§ Exercise instructions: Recast the lines of the records below as a Markdown table with the columns Row and Line, starting at the line that contains "form: [[753, 374]]." and ending at the line that contains "[[149, 390]]". Number each row and leave out blank lines.

§ Given data:
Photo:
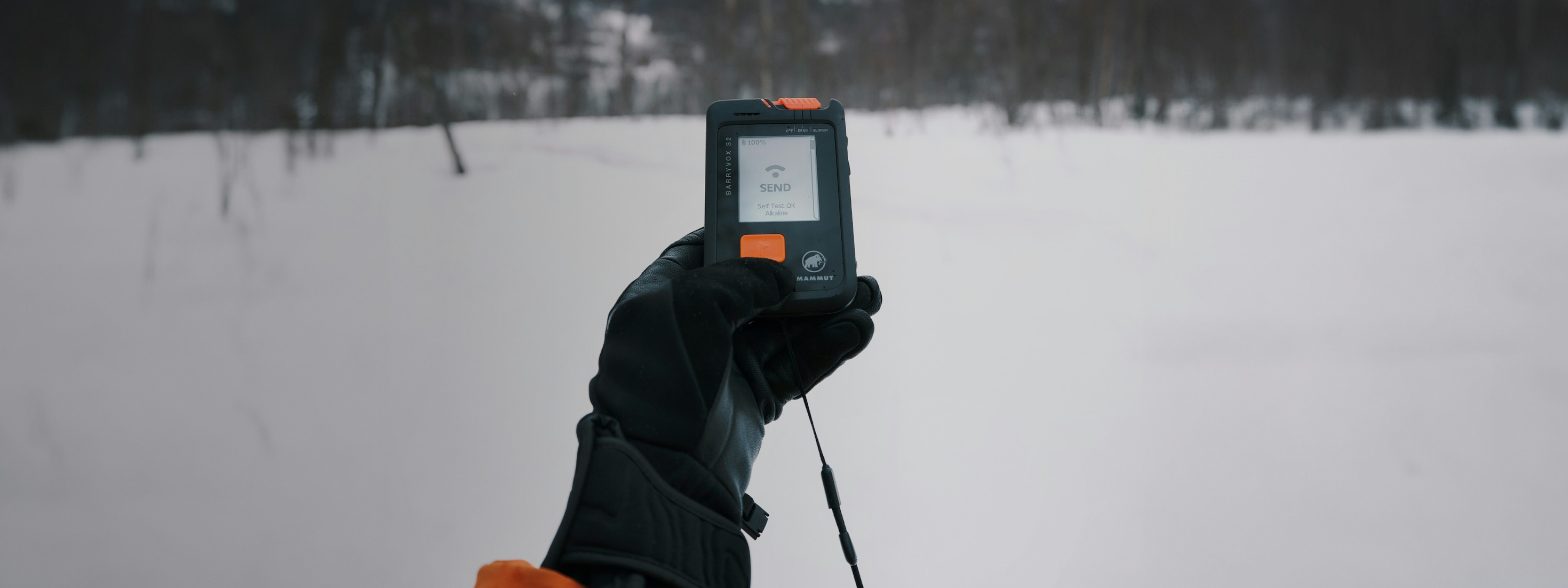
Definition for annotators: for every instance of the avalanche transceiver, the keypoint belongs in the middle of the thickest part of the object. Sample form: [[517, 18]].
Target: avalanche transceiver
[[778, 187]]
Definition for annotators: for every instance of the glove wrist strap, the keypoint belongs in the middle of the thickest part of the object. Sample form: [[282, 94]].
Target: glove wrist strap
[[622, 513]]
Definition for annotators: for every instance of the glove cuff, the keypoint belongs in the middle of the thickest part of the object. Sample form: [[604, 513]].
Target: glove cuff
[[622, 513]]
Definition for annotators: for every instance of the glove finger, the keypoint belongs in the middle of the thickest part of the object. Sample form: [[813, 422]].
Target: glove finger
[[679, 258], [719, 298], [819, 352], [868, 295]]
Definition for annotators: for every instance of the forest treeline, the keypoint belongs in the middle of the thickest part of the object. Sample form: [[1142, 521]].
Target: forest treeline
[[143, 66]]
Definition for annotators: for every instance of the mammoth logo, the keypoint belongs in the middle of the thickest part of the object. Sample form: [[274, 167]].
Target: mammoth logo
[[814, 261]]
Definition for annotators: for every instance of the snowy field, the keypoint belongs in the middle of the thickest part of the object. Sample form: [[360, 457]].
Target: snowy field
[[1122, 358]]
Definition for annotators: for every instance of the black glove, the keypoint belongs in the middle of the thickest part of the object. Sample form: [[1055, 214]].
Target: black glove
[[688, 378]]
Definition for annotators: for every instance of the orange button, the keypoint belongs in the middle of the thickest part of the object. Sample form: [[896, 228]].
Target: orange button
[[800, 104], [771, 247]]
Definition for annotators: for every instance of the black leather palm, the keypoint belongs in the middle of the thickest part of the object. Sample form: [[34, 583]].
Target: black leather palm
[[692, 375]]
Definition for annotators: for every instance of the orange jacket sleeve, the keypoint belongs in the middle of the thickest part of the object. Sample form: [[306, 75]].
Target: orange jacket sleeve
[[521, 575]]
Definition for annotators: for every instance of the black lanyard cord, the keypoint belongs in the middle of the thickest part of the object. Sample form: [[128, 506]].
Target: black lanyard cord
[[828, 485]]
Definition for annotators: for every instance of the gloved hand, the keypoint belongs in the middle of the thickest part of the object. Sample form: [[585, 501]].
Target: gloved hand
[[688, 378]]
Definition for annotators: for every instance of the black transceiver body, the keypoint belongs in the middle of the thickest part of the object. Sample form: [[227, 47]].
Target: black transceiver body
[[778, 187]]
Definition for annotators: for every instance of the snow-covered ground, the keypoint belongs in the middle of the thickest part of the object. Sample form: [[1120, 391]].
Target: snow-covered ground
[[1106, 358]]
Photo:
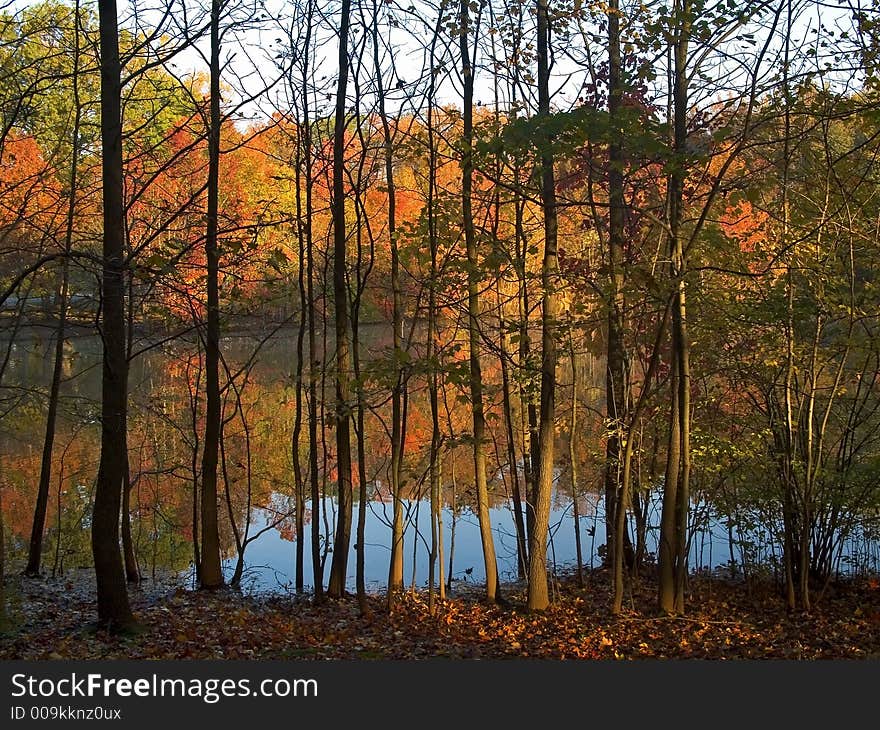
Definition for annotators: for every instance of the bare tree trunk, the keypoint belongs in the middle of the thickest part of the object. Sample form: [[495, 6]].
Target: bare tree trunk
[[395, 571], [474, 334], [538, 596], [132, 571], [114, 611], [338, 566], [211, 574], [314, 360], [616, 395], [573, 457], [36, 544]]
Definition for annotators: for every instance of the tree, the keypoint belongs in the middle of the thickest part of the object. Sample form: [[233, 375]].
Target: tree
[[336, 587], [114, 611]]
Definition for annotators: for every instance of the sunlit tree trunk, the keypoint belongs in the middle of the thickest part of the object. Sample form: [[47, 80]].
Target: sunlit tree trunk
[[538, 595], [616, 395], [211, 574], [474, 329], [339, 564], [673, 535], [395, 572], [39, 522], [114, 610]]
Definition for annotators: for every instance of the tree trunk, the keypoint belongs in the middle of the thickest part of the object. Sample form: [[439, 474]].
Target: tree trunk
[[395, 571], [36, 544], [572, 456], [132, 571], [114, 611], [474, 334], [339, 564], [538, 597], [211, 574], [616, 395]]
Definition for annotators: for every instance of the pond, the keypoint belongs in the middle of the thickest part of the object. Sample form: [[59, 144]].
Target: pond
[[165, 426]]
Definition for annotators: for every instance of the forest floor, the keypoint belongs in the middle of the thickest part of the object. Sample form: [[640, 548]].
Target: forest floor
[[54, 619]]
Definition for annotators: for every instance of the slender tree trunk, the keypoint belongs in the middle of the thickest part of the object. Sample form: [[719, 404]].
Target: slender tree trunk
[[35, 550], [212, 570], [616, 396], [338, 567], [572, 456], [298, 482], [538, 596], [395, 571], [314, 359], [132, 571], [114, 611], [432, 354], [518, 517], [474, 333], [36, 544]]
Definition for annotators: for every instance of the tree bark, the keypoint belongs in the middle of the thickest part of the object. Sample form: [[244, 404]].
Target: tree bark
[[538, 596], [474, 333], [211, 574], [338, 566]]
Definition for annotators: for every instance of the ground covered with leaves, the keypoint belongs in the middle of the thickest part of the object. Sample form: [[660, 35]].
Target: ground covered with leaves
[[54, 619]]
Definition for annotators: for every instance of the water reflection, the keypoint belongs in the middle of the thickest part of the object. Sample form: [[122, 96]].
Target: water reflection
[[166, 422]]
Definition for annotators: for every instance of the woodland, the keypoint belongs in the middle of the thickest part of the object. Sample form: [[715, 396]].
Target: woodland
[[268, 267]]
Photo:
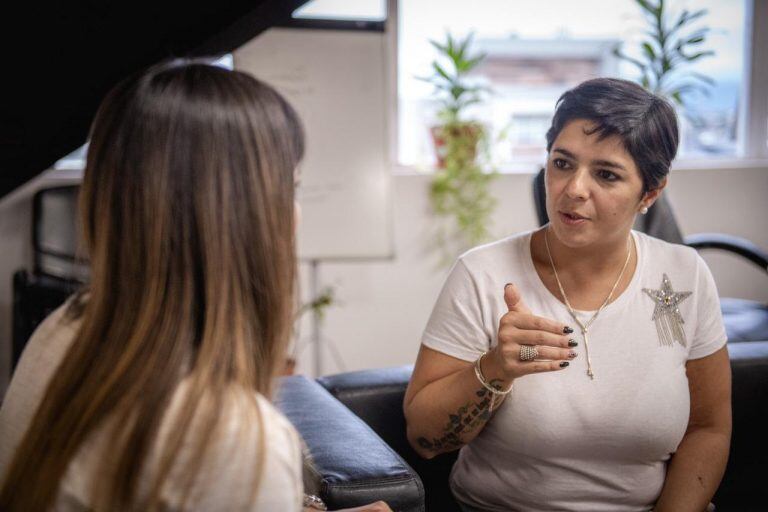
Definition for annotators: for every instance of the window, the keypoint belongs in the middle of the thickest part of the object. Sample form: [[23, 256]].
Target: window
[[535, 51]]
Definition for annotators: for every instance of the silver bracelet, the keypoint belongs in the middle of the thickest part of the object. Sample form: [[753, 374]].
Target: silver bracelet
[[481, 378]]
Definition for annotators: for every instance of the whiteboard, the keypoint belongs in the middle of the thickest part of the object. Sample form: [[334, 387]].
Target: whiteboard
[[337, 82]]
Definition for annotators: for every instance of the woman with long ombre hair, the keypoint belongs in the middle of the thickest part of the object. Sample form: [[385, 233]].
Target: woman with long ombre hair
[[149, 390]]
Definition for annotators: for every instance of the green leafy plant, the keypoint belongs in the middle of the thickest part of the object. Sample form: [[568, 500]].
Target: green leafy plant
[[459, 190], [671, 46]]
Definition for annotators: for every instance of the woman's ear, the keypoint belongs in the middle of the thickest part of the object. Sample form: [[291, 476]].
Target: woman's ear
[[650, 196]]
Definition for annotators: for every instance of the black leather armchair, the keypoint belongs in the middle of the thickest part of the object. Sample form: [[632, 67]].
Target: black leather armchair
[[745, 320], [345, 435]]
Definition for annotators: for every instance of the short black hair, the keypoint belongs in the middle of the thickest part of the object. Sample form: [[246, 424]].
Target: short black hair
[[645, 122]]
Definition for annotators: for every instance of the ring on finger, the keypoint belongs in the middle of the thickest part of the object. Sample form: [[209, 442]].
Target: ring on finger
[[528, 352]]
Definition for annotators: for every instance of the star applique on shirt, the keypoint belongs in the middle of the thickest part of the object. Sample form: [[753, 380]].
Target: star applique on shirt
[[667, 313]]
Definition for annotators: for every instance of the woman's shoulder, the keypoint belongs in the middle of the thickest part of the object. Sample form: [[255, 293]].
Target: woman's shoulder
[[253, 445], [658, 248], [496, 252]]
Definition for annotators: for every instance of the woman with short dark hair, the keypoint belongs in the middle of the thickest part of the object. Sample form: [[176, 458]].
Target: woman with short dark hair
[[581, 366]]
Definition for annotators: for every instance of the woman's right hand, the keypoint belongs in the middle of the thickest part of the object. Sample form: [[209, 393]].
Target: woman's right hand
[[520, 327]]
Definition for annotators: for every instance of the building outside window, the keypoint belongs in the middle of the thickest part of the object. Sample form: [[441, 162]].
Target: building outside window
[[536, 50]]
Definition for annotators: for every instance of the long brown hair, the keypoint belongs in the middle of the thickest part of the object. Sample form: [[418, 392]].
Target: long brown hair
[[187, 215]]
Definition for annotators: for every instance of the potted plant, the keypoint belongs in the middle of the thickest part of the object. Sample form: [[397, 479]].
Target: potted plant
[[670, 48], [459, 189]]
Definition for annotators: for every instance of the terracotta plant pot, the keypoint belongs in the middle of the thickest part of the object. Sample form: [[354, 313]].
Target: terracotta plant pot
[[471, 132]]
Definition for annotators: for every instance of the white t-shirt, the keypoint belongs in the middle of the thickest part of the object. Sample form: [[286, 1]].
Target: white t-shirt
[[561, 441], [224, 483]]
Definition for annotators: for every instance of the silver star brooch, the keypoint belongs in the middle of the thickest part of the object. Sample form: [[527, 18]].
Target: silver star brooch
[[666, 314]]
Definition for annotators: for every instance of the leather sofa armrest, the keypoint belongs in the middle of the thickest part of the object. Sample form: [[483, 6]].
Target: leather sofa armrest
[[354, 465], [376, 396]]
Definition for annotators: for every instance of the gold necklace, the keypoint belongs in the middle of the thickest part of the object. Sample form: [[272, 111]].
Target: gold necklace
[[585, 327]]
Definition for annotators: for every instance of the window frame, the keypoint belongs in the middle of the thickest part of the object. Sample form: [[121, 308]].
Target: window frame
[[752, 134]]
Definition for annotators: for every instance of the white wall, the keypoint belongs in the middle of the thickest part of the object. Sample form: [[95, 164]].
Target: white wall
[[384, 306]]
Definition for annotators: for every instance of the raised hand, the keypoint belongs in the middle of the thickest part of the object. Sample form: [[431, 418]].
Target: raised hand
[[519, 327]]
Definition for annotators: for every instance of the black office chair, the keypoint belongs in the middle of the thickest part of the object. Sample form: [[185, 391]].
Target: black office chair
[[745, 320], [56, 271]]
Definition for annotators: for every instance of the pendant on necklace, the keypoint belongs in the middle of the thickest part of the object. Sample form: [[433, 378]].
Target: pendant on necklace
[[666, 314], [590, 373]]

§ Response for this exercise:
| Row | Line |
|---|---|
| 1 | Definition for annotators: for every instance of the silver bracelet, the keypoint belongs in the middle of the thickest part of the object. Sample form: [[753, 374]]. |
| 2 | Target: silver bracelet |
| 3 | [[481, 378]] |
| 4 | Definition for annotators: for every instance of the whiteboard, the keypoint belongs in the middle of the thickest part of the object. Sample form: [[334, 387]]. |
| 5 | Target: whiteboard |
| 6 | [[337, 82]] |
| 7 | Definition for annotators: for every instance of the woman with long ombre hair, the keypoint belongs in the middle of the thickest part of the object. Sample form: [[385, 233]]. |
| 8 | Target: woman with long ombre hair |
| 9 | [[149, 390]] |